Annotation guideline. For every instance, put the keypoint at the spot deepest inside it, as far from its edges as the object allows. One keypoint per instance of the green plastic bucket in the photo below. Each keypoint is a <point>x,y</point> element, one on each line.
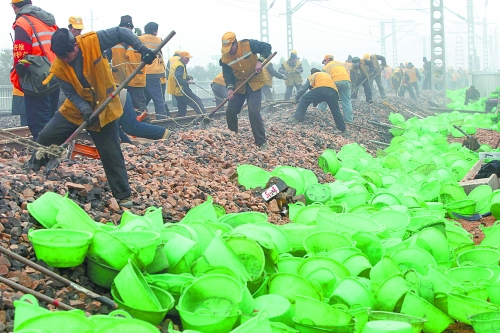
<point>134,290</point>
<point>317,193</point>
<point>277,307</point>
<point>26,308</point>
<point>486,322</point>
<point>387,326</point>
<point>354,290</point>
<point>60,248</point>
<point>291,285</point>
<point>45,209</point>
<point>437,321</point>
<point>237,219</point>
<point>460,307</point>
<point>480,256</point>
<point>320,314</point>
<point>328,162</point>
<point>143,240</point>
<point>325,241</point>
<point>250,254</point>
<point>166,300</point>
<point>251,176</point>
<point>394,221</point>
<point>391,292</point>
<point>99,273</point>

------------------------------------

> [Description of the task]:
Each line above should be printed again exactly, though the pictures should not be.

> [Final answer]:
Annotation guideline. For every instance, put the keypoint at the spot deepest inside it, as far from its edges as the object allows. One keypoint per instance of the green plastic bucket in the photo below. Each keypoint is a <point>x,y</point> element, one on each line.
<point>134,290</point>
<point>317,193</point>
<point>277,307</point>
<point>26,308</point>
<point>486,322</point>
<point>387,326</point>
<point>354,290</point>
<point>60,248</point>
<point>291,285</point>
<point>45,209</point>
<point>437,321</point>
<point>237,219</point>
<point>460,307</point>
<point>480,256</point>
<point>320,314</point>
<point>328,162</point>
<point>143,240</point>
<point>325,241</point>
<point>250,254</point>
<point>166,300</point>
<point>251,176</point>
<point>394,221</point>
<point>391,292</point>
<point>99,273</point>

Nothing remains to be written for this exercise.